EXTRAIT DU DOCUMENT

+ + + +

Toutefois, ce plafond mordant a des effets néfastes pour l’action des agences de l’eau
La conséquence la plus prégnante est la baisse de la capacité d’action des agences de l’eau. En effet, les redevances constituent leurs seules ressources. M. Choisy y voit en particulier une limite potentielle pouvant « empêch[er] la mise en œuvre des actions nécessaires à la préservation du bon état des eaux » (Audition de M. Guillaume Choisy, directeur général de l’agence Adour-Garonne,). Le plafond mordant est donc limitant pour les capacités de financement des agences de l’eau.
M. Olivier Thibault a ainsi mis en lumière que la réduction de 10 % de plafond mordant a fait diminuer d’autant les redevances mais a fait baisser de 12 % les interventions (Audition de M. Olivier Thibault, directeur de l’eau et de la biodiversité au sein de la direction générale de l’aménagement, du logement et de la nature (DGALN), mercredi 12 mai 2021).
En outre, Mme Sandrine Rocard a rapporté que le plafonnement ajoute « incontestablement » de la complexité dans la gestion de la redevance (Audition de Mme Sandrine Rocard, directrice générale par intérim de l’agence de l’eau Seine-Normandie, jeudi 20 mai 2021).

+ + + +

ÉNONCÉ RÉDIGÉ A
Relevez toutes les lignes de données qui contiennent le mot « window ».
Les lignes de données n'ont aucun lien avec l'extrait sur les agences de l'eau.

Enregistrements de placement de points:
+ + + +

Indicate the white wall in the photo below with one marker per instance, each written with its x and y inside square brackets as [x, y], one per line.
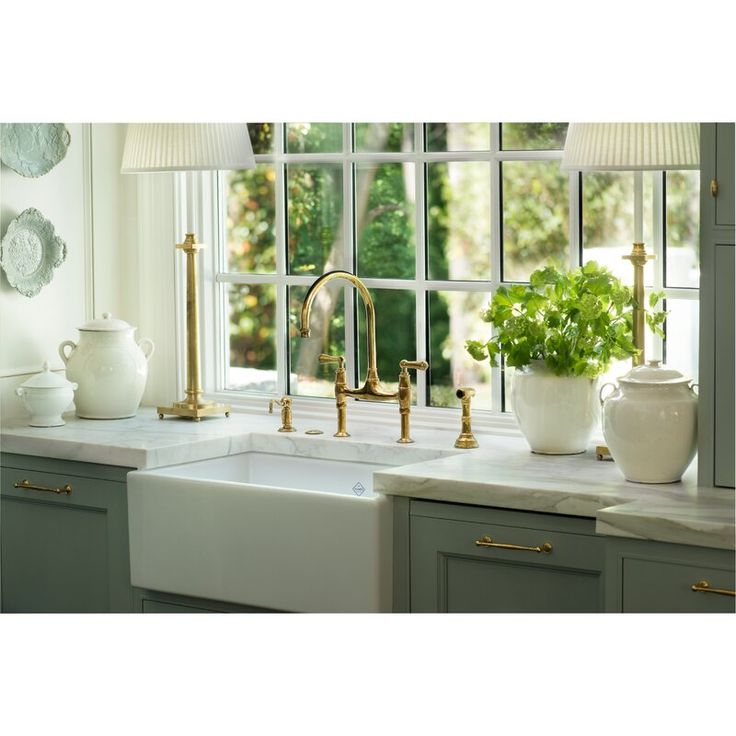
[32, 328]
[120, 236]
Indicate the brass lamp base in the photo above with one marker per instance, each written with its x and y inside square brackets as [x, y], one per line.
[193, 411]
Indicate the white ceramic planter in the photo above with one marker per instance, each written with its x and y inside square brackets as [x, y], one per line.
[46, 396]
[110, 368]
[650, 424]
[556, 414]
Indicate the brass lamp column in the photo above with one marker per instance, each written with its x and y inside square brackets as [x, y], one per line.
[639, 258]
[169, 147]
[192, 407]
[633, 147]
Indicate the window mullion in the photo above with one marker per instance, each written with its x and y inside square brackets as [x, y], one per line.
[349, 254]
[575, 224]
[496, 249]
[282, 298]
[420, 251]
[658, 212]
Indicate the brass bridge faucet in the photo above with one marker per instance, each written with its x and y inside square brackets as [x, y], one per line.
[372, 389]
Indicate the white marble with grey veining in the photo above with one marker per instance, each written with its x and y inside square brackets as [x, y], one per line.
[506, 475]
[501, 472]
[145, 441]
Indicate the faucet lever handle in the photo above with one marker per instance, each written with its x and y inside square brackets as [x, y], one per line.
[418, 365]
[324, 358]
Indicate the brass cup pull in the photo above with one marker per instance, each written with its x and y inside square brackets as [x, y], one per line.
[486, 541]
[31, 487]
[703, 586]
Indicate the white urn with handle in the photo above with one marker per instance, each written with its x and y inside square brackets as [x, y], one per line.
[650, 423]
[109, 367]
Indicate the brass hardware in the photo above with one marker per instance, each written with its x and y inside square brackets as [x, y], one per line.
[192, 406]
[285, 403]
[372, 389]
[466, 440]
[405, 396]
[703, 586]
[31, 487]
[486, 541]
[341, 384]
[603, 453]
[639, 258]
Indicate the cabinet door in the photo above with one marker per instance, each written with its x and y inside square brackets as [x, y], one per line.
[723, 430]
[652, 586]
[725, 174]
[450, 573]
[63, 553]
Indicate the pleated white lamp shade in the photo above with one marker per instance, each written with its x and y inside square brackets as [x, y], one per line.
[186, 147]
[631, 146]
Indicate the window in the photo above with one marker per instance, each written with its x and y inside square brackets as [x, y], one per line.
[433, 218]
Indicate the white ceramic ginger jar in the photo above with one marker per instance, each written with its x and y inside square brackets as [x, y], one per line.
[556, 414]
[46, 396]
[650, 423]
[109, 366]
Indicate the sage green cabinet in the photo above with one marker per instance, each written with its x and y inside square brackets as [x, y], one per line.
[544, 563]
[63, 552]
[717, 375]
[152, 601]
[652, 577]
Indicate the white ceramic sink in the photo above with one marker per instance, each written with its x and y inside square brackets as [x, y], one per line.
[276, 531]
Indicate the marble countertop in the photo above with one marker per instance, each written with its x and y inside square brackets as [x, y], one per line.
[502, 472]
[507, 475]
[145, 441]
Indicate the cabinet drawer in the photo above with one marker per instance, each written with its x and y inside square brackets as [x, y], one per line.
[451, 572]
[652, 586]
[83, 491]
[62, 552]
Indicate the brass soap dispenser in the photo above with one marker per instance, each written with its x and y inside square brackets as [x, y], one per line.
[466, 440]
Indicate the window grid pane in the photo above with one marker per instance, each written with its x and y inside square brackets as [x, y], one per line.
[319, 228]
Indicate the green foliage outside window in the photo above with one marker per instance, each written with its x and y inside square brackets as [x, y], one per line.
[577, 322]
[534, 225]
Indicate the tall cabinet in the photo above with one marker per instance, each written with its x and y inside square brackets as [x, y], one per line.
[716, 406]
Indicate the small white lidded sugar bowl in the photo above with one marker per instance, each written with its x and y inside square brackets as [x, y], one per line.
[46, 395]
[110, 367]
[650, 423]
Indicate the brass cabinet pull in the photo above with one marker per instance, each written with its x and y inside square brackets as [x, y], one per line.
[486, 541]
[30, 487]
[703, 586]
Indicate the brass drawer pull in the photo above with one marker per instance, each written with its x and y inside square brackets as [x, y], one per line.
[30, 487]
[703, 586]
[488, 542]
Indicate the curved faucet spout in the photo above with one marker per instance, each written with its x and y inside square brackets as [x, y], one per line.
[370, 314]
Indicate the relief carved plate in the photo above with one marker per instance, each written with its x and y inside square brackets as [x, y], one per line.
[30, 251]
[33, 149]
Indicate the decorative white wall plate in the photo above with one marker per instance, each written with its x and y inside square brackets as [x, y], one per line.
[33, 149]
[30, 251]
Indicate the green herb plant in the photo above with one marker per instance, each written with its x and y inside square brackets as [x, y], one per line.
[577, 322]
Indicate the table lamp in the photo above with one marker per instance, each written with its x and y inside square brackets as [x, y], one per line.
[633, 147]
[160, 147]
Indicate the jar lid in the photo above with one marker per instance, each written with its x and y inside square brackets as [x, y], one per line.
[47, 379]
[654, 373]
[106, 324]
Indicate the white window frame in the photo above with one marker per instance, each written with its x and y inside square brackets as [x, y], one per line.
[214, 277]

+ + + +

ÉNONCÉ RÉDIGÉ B
Dans l'extrait sur les agences de l'eau, condensez en quelques points le paragraphe qui commence par « La conséquence la plus prégnante ».

CORRIGÉ DE L'EXERCICE A
Indicate the window mullion in the photo above with one marker per instance, each written with its x and y inside square brackets as [x, y], one per line.
Indicate the window in the photo above with one marker per instance, each written with its x and y inside square brackets as [x, y], one per line.
Indicate the window grid pane in the photo above with one marker per instance, each written with its x and y inside square brackets as [x, y], one per line.
Indicate the green foliage outside window in the photo above with one marker per instance, each written with its x and y inside square brackets as [x, y], one per line.
Indicate the white window frame in the photo above with one marker per instance, each written with its x and y inside square brackets as [x, y], one per line.

CORRIGÉ DE L'EXERCICE B
- Principale conséquence : la capacité d'action des agences de l'eau diminue.
- Les redevances sont leurs seules ressources.
- Pour M. Guillaume Choisy, directeur général de l'agence Adour-Garonne, ce plafond pourrait empêcher les actions nécessaires à la préservation du bon état des eaux.
- Le plafond mordant limite donc les capacités de financement des agences.